Directions:
**A)** Answer these questions using the passage on preaching and culture:
(i) Which sociologist wrote the overview of American revivalists?
(ii) Which three churches are principally associated with Donald Miller's research?
(iii) For many growing churches, whose world counts?
**B)** List every profession that the passage on preaching and culture says its preachers are not.
**C)** Write a continuation of the passage on preaching and culture, starting after its final sentence.

Text extract:
__________________________________________________
Congregational demands find academic support from outside the field of biblical studies. There, sermon evaluation originates from a vantage that differs from the realm of the text. For example, sociologist William Martin, in his fine overview of American revivalists, judges, “There is nothing mysterious about Moody’s success. His theology, style, and technique were perfectly suited to his age.”13 Billy Sunday’s career ended with “marked suddenness” when “he lost his grip on the national consciousness .”14 Martin further assesses the strengths and weaknesses of American revivalists through Billy Graham by this sociological standard: the sermon’s success in matching the desires of the audience. One expects this from a sociological vantage. But, we are not sociologists, nor are we psychologists, cultural analysts, or micro economists. We are preachers of the Gospel of Jesus Christ. Martin and other social scientists aptly describe one part of the tension. They fail, however, to reveal the entire picture and the cause for the strain. The result of all this leads to some preachers embracing the social scientist’s myopic perspective and becoming audience driven as they formulate their message.
So we continue to face the reality of a tension between “gospel preaching” and “culturally sensitive” preaching. Our struggle, however, remains but a microcosm of the larger war15 waging in the Protestant Christian world. Consider, for example, the findings of USC researcher Donald Miller and his work with Southern California-rooted churches, principally those associated with Calvary Chapel, Hope Chapel and Vineyard Christian Fellowship. Miller argues that the current transformation within Christianity is not about doctrine, but the medium of Christianity. That is, “new paradigm churches” have discarded traditional habits of Protestant Christianity and appropriated contemporary cultural forms including church polity, worship and preaching.16
We can further delineate the new reality with the question, whose world counts? For many growing churches, the answer rings clear: the seeker. When an unchurched person walks through the church door, he or she asks, “Are you up to date and contemporary, or locked in antiquity?”17 In this new setting where the church building is purposely made to appear similar to corporate headquarters, or a state-of-the-art theater, the kind of preaching demanded by the contemporary listener “both identifies and aids the listener in solving the problems and crises that plague his or her life. It is the contemporary world that counts.”18 Churches find themselves shaping the worship, the preaching, the ministries of the church, and even the physical plant with the primary intention of attracting the seeker.
__________________________________________________
[Collected data entries]

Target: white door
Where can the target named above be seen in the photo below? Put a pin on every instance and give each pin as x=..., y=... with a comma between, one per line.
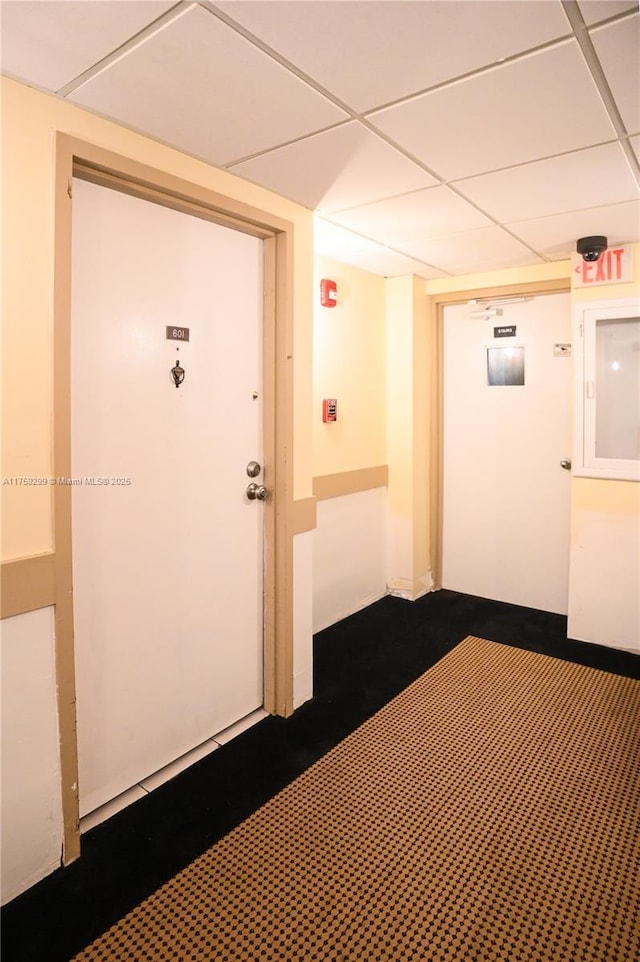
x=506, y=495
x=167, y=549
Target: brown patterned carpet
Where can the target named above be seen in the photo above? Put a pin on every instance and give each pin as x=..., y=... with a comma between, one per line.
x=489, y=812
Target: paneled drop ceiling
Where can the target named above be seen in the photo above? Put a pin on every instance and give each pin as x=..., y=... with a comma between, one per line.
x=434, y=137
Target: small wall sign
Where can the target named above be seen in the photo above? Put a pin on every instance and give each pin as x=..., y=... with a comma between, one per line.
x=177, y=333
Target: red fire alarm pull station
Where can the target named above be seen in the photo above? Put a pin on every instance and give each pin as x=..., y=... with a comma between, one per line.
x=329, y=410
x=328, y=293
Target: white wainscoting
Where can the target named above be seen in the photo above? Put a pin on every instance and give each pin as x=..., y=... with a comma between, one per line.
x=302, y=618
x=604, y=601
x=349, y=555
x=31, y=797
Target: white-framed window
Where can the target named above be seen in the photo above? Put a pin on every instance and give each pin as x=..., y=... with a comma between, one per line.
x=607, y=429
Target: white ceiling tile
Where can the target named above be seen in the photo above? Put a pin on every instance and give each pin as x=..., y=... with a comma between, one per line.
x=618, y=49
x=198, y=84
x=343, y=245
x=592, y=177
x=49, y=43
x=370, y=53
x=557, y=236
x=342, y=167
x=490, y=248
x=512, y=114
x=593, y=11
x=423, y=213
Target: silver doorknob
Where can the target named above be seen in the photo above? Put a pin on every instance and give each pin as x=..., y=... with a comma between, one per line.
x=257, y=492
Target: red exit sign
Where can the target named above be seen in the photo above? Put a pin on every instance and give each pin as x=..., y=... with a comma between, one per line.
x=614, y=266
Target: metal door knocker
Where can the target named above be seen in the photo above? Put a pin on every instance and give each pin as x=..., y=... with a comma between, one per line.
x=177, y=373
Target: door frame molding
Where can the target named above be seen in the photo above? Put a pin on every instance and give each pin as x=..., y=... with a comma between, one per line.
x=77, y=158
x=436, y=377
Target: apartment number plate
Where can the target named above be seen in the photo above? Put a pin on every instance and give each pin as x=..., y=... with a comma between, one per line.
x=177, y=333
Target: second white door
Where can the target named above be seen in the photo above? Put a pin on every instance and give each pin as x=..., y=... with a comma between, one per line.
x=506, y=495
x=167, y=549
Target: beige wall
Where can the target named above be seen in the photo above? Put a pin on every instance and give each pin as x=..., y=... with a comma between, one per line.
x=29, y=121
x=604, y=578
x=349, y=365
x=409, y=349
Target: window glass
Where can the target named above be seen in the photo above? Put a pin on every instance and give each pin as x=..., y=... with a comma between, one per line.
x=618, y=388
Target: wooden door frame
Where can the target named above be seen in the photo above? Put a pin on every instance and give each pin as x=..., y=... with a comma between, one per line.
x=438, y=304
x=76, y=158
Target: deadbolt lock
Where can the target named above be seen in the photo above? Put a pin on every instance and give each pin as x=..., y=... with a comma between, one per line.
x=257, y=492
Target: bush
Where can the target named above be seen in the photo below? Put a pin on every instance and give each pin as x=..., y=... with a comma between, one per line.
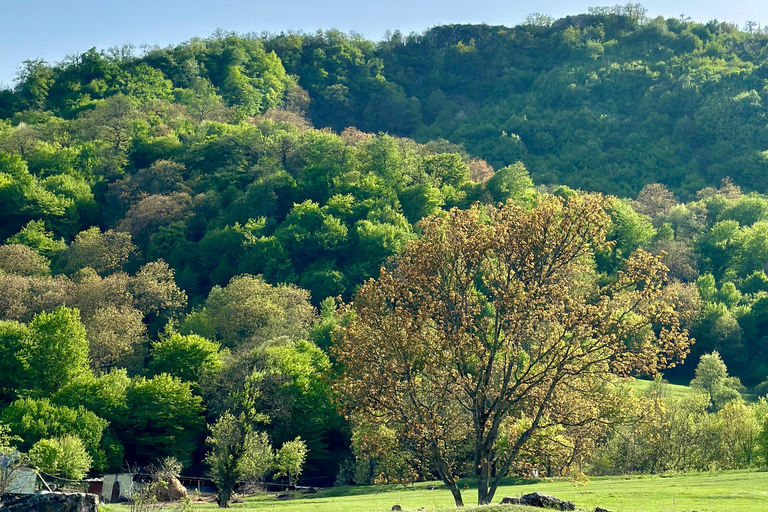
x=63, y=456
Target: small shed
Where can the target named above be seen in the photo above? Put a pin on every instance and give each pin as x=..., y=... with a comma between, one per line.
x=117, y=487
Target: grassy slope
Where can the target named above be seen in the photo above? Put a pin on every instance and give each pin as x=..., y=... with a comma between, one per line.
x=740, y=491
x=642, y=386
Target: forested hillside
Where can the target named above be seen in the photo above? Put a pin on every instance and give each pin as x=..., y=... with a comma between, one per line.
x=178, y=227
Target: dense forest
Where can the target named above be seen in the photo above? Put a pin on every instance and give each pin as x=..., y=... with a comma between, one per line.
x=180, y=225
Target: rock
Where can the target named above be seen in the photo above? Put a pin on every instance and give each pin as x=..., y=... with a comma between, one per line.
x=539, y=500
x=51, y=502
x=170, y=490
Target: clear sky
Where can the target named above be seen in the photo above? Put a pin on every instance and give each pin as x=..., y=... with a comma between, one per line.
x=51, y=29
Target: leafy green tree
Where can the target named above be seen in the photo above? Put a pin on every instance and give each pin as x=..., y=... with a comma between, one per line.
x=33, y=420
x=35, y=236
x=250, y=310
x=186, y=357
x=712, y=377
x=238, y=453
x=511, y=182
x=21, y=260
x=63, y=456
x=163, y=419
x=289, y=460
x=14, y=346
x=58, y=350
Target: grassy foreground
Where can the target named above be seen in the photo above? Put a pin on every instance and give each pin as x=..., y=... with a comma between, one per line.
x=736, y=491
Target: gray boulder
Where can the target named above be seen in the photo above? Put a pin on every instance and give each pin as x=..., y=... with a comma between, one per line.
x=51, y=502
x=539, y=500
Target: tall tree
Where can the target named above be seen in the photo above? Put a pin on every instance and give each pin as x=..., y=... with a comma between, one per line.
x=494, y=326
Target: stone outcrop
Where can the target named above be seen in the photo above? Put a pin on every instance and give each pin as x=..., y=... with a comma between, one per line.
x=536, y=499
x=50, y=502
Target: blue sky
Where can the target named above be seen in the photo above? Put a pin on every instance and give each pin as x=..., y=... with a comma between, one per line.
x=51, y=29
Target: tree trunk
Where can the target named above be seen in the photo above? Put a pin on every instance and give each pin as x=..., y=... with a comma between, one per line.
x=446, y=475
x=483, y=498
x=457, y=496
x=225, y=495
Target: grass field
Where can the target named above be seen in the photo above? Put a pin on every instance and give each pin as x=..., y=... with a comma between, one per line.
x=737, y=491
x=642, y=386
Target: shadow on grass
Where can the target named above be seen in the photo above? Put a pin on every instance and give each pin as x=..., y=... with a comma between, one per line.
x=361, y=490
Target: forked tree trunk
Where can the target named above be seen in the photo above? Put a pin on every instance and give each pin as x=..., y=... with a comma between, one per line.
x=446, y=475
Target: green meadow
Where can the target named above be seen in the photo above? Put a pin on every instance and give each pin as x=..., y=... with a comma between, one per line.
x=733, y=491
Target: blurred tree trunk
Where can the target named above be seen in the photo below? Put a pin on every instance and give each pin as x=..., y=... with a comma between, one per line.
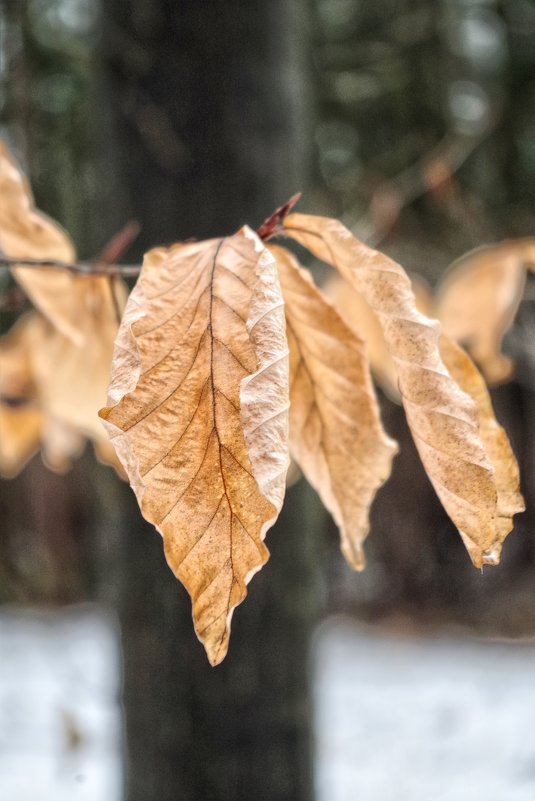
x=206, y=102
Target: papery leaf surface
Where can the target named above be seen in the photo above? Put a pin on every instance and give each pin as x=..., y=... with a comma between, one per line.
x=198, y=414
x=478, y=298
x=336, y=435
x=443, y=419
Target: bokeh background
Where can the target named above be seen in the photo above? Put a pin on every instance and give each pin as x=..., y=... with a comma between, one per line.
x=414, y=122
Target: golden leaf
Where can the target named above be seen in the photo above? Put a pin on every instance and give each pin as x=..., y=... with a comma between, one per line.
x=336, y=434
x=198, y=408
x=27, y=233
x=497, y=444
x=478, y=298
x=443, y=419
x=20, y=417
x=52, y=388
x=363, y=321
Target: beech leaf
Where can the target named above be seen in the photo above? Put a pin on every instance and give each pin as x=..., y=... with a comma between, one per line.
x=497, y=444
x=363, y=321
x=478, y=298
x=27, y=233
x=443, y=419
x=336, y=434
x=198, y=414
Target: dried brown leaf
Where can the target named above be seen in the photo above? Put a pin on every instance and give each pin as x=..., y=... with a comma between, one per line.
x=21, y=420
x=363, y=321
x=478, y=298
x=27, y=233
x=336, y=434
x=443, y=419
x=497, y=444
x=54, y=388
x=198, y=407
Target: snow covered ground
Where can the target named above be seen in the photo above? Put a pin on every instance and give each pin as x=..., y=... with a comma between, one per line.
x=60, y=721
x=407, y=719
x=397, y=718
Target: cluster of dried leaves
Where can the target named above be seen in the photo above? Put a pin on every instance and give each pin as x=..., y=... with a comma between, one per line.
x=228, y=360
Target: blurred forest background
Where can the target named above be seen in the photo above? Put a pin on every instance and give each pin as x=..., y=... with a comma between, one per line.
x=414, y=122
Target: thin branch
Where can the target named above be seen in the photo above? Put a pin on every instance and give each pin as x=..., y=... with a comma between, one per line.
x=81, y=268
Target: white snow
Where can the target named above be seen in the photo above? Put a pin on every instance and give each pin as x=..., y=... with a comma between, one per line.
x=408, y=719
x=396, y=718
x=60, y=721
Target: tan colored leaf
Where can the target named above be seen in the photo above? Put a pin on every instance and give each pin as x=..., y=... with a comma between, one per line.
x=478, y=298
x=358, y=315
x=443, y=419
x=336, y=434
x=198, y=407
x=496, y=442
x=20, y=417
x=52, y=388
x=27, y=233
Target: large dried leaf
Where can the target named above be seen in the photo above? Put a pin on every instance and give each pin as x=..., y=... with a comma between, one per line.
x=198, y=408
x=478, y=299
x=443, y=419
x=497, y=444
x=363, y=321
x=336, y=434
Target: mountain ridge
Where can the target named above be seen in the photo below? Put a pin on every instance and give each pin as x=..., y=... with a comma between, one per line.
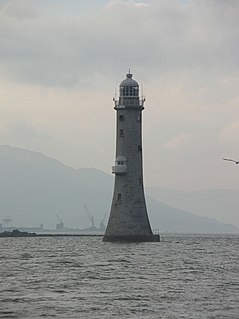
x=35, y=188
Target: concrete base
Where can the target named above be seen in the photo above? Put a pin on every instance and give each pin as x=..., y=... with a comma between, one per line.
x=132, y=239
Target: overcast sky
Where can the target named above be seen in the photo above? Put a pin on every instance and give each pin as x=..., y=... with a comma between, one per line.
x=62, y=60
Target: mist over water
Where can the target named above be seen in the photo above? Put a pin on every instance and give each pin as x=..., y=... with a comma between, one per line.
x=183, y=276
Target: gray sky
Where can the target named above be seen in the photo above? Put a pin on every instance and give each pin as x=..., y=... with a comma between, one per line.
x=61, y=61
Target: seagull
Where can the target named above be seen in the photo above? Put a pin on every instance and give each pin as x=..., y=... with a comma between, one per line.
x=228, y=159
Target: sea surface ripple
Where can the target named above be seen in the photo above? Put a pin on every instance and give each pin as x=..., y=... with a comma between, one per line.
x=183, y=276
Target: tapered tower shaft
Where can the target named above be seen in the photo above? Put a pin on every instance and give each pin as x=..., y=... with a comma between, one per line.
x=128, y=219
__________________________________________________
Responses:
**A)**
(i) William Martin
(ii) Calvary Chapel, Hope Chapel and Vineyard Christian Fellowship
(iii) The seeker's

**B)**
- Sociologists
- Psychologists
- Cultural analysts
- Micro economists

**C)**
Listening congregations, preachers come to discover, express little interest in receiving a volley of isolated scripture quotations, nor in hearing detailed comments on large blocks of text, nor in rehearsing cultural nuances of ancient societies. Congregations demand life-related preaching which, they surmise, must be easy to obtain from the Bible. How are we to work through this apparent impasse?

The New Homiletic

About the same time individuals began to demand “need-meeting sermons,” a new way of treating the biblical text appeared in the field of homiletics. In an effort to connect with contemporary audiences, focus changed from explaining the text to experiencing the text. The catalyst for this shift occurred with the 1971 publication of Fred Craddock’s As One Without Authority. Craddock called for an engagement of preacher, congregation, and biblical text so that listeners could experience “the word of God.” He claimed, “Sermons should proceed or move in such a way as to give the listener something to think, feel, decide, and do during the preaching.”19 In recommending the active participation of the listener, Craddock suggested preachers craft sermons that enable the co-creation of understanding. Craddock explained, “Is not the real event in preaching the creation of new meaning at the point of intersection between text and listener, rather than in the carting of information from one to the other?”20 To this end sermons are composed to allow the congregation to experience the preacher’s own process of hermeneutical insight.21 Moving away from a deductive model of presentation, Craddock’s means of engaging listeners in the active pursuit of the effect of the biblical text required an inductive presentation.22
Craddock’s seminal work launched a creative and stimulating line of homiletic thought, appropriately termed “the new homile...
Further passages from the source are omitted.